▶ _Atividades propostas_:
1 > Copie fielmente a passagem do texto sobre Haeckel que vai de "Contudo, apesar do" até "conceitos de Haeckel.", incluindo esses dois extremos.
2 > Retome o texto sobre a concepção do mundo de Haeckel e dê continuidade a ele a partir da última frase apresentada.

A concepção do mundo de Haeckel formou-se sob a influência das grandes descobertas do século XIX: a lei da conservação e da transformação da energia, e a teoria da evolução de Darwin. Haeckel defendeu ardentemente essas descobertas contra os ataques dos reacionários, e enriqueceu-as com novas investigações. Compreendia o valor filosófico enorme dessas revelações científicas que constituem uma brilhante confirmação do materialismo e assestam um golpe mortal no idealismo e no clericalismo. O princípio diretor fundamental na concepção do mundo de Haeckel é o do nascimento e da evolução naturais. Haeckel, por profissão biólogo, dedica-se principalmente aos problemas da origem e evolução da vida orgânica, e faz nesse terreno uma série de investigações valiosíssimas. É de um valor particularmente importante sua lei biogenética, segundo a qual o desenvolvimento embrionário do ser vivo individual é uma repetição abreviada (que muda de forma) do desenvolvimento da espécie, de uma larga série de formas biológicas que se substituem umas às outras na história da terra. Contudo, também no terreno da natureza inorgânica, a posição materialista geral de Haeckel e sua interpretação materialista da matéria e do movimento conduziram-no a conclusões que, por vezes, prognosticavam até mesmo o desenvolvimento ulterior da ciência (por exemplo, no problema da origem e transformação mútua dos elementos químicos, no problema da inconsistência da teoria de Clausius referente à "entropia" — "a morte calorífica do universo", etc.).
Contudo, apesar do seu valor científico progressista, o materialismo de Haeckel não era mais que o materialismo espontâneo dum sábio burguês. A dialética materialista consciente de Marx e Engels era completamente desconhecida de Haeckel. Daí a inconsequência, o caráter incompleto do seu materialismo, e os elementos de agnosticismo existentes nos conceitos de Haeckel.

▶ _Dados_:

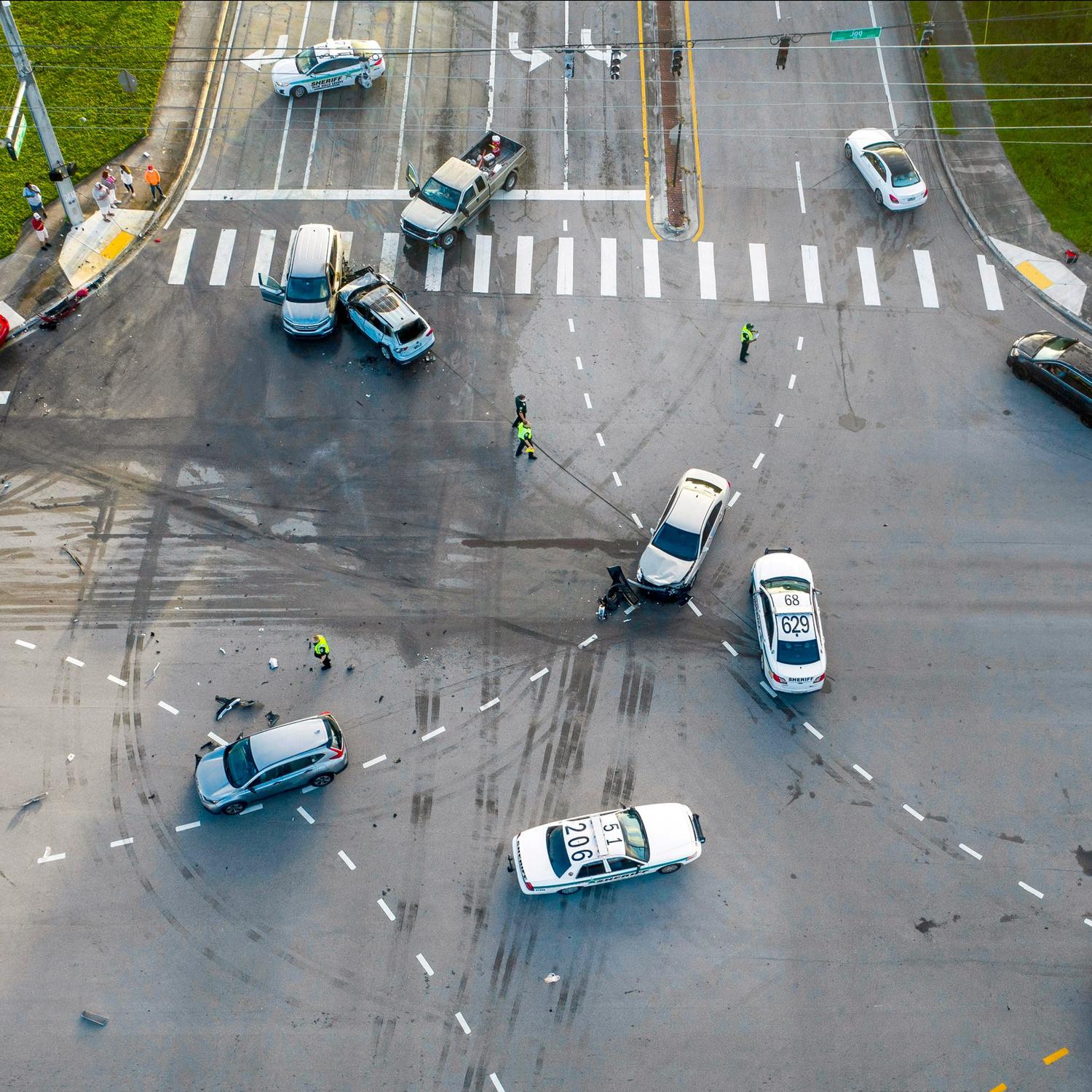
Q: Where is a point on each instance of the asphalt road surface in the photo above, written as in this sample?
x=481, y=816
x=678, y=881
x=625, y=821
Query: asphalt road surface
x=856, y=921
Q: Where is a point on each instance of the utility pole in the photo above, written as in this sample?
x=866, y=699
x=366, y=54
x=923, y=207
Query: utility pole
x=58, y=168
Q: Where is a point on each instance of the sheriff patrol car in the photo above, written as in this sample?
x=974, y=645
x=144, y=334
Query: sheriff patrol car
x=571, y=854
x=334, y=63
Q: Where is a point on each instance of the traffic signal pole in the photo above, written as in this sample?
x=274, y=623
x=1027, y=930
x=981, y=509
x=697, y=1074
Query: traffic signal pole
x=37, y=107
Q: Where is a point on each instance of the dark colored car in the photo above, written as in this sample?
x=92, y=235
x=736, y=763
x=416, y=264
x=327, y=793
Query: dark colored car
x=1061, y=366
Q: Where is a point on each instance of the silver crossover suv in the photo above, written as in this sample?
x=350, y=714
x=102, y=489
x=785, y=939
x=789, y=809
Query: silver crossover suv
x=231, y=779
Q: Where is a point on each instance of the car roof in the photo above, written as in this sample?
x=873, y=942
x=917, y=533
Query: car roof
x=288, y=740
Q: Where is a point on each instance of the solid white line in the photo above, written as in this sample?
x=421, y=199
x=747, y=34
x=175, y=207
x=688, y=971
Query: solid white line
x=707, y=271
x=989, y=288
x=925, y=280
x=389, y=256
x=812, y=288
x=651, y=249
x=609, y=266
x=524, y=251
x=264, y=259
x=434, y=270
x=223, y=259
x=405, y=95
x=483, y=256
x=183, y=251
x=760, y=283
x=565, y=266
x=869, y=284
x=879, y=55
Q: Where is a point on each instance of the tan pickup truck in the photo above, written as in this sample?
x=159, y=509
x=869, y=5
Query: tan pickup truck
x=459, y=190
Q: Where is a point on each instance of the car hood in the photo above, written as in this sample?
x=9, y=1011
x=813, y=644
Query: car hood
x=428, y=218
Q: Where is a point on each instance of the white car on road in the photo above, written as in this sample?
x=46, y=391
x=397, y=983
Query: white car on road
x=571, y=854
x=888, y=170
x=786, y=616
x=334, y=63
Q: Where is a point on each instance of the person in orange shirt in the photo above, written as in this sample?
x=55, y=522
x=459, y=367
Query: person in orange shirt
x=152, y=177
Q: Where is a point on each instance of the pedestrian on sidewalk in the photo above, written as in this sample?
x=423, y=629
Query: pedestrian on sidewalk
x=746, y=336
x=521, y=410
x=321, y=649
x=39, y=223
x=33, y=196
x=152, y=177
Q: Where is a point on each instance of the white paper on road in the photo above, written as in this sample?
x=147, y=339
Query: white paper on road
x=871, y=288
x=760, y=283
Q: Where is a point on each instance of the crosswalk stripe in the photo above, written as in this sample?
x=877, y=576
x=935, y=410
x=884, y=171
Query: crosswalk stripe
x=609, y=266
x=707, y=272
x=264, y=259
x=925, y=281
x=434, y=271
x=483, y=255
x=223, y=259
x=760, y=283
x=524, y=250
x=812, y=290
x=389, y=255
x=565, y=266
x=869, y=285
x=183, y=251
x=989, y=288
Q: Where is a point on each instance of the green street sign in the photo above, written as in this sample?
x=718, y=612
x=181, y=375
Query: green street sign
x=863, y=32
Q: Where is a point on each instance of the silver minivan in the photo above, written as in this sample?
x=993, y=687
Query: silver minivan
x=290, y=756
x=314, y=269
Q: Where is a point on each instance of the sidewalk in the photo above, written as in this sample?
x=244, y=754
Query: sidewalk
x=989, y=186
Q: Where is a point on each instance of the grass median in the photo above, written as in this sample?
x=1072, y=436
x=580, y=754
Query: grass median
x=78, y=52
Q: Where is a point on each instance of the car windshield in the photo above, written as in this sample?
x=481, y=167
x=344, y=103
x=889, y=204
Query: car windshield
x=556, y=851
x=675, y=541
x=307, y=290
x=238, y=764
x=633, y=830
x=443, y=197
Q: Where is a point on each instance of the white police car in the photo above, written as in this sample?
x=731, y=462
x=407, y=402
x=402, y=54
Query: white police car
x=334, y=63
x=571, y=854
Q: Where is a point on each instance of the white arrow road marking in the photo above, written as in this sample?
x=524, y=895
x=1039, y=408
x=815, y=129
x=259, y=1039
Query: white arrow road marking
x=537, y=57
x=257, y=59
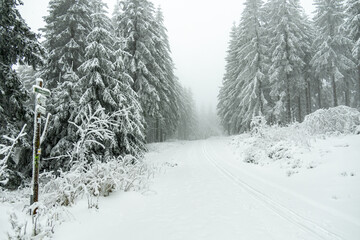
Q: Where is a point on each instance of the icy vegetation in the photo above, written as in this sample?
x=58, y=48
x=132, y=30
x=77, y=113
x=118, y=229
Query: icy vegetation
x=90, y=181
x=268, y=144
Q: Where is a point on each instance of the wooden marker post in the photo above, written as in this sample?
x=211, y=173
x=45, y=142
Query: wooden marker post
x=41, y=94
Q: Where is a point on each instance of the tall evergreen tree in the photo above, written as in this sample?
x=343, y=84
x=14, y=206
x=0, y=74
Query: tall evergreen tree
x=18, y=44
x=252, y=54
x=169, y=88
x=135, y=25
x=148, y=62
x=352, y=27
x=101, y=89
x=67, y=27
x=288, y=41
x=187, y=128
x=331, y=61
x=226, y=93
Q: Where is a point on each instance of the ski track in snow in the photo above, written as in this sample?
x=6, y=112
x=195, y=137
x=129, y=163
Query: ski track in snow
x=205, y=194
x=284, y=212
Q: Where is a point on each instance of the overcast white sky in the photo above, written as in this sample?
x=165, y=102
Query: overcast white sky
x=198, y=32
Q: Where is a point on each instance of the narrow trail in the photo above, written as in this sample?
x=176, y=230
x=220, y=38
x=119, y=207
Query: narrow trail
x=198, y=197
x=302, y=222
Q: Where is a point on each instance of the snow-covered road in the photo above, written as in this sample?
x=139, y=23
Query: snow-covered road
x=206, y=193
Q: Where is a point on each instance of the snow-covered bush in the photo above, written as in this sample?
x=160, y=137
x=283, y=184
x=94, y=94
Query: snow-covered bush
x=258, y=125
x=6, y=151
x=335, y=120
x=267, y=144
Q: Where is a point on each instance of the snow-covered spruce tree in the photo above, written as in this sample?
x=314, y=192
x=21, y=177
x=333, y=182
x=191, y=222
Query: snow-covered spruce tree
x=331, y=61
x=289, y=40
x=147, y=60
x=18, y=44
x=67, y=26
x=27, y=76
x=352, y=28
x=251, y=53
x=187, y=128
x=226, y=97
x=102, y=88
x=169, y=89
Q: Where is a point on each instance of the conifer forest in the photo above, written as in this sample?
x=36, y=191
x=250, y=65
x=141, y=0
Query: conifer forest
x=91, y=105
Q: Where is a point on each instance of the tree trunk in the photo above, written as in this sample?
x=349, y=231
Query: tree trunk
x=333, y=84
x=319, y=93
x=299, y=109
x=288, y=100
x=358, y=102
x=308, y=97
x=347, y=94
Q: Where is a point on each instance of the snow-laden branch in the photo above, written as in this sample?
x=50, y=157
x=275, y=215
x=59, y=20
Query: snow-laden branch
x=7, y=150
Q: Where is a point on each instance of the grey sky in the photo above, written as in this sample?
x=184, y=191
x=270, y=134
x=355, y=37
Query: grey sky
x=198, y=32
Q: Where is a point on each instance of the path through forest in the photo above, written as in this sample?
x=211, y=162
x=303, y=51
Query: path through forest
x=206, y=193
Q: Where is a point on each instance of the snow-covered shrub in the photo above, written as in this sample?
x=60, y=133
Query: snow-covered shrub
x=279, y=151
x=335, y=120
x=18, y=228
x=258, y=125
x=5, y=153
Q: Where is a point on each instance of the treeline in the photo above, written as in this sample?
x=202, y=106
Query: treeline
x=119, y=68
x=283, y=66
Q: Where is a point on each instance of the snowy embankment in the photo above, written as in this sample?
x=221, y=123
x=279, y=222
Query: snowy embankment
x=275, y=183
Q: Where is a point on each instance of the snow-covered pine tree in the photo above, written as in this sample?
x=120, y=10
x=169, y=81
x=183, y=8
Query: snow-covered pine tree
x=288, y=41
x=169, y=89
x=102, y=88
x=134, y=23
x=66, y=29
x=226, y=93
x=187, y=128
x=331, y=61
x=27, y=76
x=18, y=44
x=67, y=26
x=352, y=28
x=252, y=55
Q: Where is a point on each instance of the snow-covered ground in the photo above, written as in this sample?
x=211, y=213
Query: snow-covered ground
x=206, y=191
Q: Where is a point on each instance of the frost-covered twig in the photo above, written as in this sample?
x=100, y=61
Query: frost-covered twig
x=7, y=150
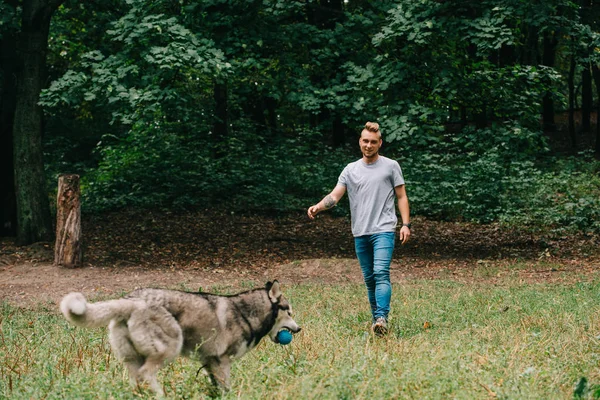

▶ _Respostas_:
1 >
Contudo, apesar do seu valor científico progressista, o materialismo de Haeckel não era mais que o materialismo espontâneo dum sábio burguês. A dialética materialista consciente de Marx e Engels era completamente desconhecida de Haeckel. Daí a inconsequência, o caráter incompleto do seu materialismo, e os elementos de agnosticismo existentes nos conceitos de Haeckel.

2 >
Em 1906 fundou Haeckel uma sociedade ateia, a "União dos Monistas", de caráter burguês (em parte pequeno-burguês); seu ateísmo era muito limitado e inconsequente, razão que o fez exercer pouca influência.
Apesar de todas as perseguições e de todos os assédios, o materialismo naturalista científica goza hoje de grande divulgação nas ciências naturais modernas. O idealismo não pode triunfar plenamente nas ciências naturais. Referindo-se à crise da física nos fins do século XIX e no começo do século XX, Lenin acentua:
"A esmagadora maioria dos experimentadores naturalistas, tanto em geral como neste ramo especial, ou seja na física, tem invariavelmente o ponto de vista materialista"(119).
Além de Haeckel, grandes sábios como Mendelev, Timiriazev, Pavlov, Thompson-Kelvin, Michurin, atualmente Langevin e outros grandes físicos, sustentavam e sustentam o ponto de vista do materialismo natural científico.
Durante o último terço do século XIX o neo-kantismo foi consideravelmente divulgado entre a intelectualidade burguesa e pequeno-burguesa.
O neo-kantismo era a filosofia da burguesia liberal do período imediatamente anterior à época do imperialismo e do seu começo. O neo-kantismo tinha várias e diversas escolas. Lenin deu a característica geral comum a todo o neo-kantismo, quando indicou que os neo-kantianos "depuraram a doutrina de Kant em favor da de Hume(120), abandonando os elementos de materialismo contidos na doutrina de Kant (por exemplo, sua "coisa em si" material).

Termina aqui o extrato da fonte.